Copy out every line, requests included, starting with the line containing "of the cloud" and going on through the last of the lines below, offsetting each point coordinate in the answers by -136.
begin STORED RECORDS
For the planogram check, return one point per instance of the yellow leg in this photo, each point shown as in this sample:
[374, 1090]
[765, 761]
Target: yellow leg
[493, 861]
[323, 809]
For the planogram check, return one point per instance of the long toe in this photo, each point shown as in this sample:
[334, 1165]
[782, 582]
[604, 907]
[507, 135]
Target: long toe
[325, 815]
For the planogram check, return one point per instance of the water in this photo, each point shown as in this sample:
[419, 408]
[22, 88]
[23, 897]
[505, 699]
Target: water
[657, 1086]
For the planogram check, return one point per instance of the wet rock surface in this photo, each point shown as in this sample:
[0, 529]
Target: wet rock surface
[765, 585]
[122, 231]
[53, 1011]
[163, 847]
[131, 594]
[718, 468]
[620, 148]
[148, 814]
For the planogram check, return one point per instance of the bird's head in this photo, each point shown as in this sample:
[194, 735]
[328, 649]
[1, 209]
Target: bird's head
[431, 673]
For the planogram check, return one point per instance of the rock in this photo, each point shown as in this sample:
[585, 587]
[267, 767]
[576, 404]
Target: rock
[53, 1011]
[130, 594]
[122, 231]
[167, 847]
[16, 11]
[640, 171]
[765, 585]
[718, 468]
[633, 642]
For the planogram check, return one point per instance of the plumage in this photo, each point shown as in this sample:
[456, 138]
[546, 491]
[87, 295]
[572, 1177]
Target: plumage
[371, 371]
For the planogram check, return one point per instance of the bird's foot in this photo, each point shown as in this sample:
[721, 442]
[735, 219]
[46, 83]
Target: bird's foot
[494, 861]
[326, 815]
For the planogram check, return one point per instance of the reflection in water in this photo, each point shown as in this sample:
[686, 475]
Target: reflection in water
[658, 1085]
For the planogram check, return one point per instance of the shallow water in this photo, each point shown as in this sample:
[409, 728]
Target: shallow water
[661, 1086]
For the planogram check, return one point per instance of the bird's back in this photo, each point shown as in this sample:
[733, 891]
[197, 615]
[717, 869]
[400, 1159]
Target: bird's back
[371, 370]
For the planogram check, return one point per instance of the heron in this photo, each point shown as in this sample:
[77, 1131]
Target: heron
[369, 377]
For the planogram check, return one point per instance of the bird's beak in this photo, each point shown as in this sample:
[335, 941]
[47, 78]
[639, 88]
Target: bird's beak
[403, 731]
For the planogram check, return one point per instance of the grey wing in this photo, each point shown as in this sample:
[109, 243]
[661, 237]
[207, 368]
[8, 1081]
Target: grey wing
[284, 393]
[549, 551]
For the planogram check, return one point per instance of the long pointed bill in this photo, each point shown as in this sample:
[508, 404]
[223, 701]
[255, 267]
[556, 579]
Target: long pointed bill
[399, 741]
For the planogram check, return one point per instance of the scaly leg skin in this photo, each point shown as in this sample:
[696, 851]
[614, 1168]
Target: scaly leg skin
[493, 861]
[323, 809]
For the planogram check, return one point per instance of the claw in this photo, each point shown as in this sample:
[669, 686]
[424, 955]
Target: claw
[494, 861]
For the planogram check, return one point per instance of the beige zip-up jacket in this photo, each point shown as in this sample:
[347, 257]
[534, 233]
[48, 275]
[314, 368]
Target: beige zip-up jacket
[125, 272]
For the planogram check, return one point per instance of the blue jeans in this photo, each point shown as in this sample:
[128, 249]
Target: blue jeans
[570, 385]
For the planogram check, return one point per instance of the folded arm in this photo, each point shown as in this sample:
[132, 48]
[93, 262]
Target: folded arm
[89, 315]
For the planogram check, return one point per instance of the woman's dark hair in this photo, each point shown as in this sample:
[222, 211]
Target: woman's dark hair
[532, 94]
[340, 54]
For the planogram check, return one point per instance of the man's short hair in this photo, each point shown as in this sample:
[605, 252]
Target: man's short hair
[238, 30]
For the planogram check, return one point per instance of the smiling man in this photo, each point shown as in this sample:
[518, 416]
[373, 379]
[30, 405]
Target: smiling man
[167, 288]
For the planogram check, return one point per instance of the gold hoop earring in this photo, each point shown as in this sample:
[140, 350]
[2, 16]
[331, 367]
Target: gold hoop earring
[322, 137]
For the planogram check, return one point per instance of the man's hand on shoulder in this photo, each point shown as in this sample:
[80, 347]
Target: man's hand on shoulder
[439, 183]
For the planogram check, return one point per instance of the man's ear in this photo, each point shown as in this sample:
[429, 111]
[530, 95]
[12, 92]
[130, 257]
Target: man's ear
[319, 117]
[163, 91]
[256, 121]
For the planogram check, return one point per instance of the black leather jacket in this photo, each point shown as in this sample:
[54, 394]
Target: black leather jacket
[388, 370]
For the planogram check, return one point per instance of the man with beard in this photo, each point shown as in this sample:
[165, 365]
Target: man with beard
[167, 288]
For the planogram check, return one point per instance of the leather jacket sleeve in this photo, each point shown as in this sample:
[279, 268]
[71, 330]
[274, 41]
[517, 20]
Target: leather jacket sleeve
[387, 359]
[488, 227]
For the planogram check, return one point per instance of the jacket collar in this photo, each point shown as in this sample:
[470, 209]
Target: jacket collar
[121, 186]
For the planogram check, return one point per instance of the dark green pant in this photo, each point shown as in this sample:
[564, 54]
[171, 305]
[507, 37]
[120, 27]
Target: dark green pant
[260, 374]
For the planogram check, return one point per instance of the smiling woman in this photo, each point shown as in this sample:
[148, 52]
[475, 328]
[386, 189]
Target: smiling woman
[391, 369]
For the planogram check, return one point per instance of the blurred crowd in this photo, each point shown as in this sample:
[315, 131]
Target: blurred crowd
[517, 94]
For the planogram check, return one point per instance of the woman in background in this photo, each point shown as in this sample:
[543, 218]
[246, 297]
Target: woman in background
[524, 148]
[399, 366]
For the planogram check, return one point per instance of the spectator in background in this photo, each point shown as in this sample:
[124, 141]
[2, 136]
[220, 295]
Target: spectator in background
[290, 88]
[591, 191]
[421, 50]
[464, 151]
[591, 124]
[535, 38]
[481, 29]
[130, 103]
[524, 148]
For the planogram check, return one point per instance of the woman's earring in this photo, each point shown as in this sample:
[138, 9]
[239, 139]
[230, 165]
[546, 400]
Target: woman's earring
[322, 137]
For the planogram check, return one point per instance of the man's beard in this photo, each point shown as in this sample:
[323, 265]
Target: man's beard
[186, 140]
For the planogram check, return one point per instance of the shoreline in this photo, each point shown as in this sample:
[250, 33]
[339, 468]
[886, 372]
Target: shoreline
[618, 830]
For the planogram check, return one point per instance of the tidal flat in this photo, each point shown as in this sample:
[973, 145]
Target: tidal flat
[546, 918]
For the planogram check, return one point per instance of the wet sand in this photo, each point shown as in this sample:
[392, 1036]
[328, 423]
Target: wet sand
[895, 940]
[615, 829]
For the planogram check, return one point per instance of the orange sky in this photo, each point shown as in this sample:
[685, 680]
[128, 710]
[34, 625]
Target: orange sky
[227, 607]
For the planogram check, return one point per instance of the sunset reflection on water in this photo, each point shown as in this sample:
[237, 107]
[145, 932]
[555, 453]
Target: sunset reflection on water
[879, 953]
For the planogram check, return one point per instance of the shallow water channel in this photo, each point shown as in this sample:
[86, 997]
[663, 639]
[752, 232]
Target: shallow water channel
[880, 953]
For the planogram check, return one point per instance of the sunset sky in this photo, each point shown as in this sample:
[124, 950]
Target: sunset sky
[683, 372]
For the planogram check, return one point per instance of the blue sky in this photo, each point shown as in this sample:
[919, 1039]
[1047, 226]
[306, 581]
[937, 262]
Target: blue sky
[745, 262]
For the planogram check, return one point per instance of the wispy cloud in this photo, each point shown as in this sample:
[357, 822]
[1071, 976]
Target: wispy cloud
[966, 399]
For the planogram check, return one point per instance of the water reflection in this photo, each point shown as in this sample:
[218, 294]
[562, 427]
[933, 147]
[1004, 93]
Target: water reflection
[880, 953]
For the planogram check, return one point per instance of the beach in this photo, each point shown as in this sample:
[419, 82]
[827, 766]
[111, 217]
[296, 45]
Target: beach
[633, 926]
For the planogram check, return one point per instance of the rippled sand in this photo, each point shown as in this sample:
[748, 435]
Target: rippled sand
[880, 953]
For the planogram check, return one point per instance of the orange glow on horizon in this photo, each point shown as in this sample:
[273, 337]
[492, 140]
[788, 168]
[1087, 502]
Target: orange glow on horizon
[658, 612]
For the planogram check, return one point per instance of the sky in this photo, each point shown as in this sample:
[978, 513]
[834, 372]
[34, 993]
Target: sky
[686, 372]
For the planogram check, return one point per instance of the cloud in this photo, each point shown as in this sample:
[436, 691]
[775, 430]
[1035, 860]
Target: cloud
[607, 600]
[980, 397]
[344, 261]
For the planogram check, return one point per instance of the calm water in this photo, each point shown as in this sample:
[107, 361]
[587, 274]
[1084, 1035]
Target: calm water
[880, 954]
end STORED RECORDS
* COMPLETE RESPONSE:
For the planogram check, return one point per instance of the cloud in this photo, each point shown as in this sample:
[436, 691]
[775, 430]
[1035, 860]
Target: cloud
[471, 464]
[844, 261]
[208, 125]
For the planogram check, return one point per instance of the calm water in this photo, each point shown as in this sample:
[107, 361]
[587, 274]
[1084, 1035]
Target: calm water
[744, 818]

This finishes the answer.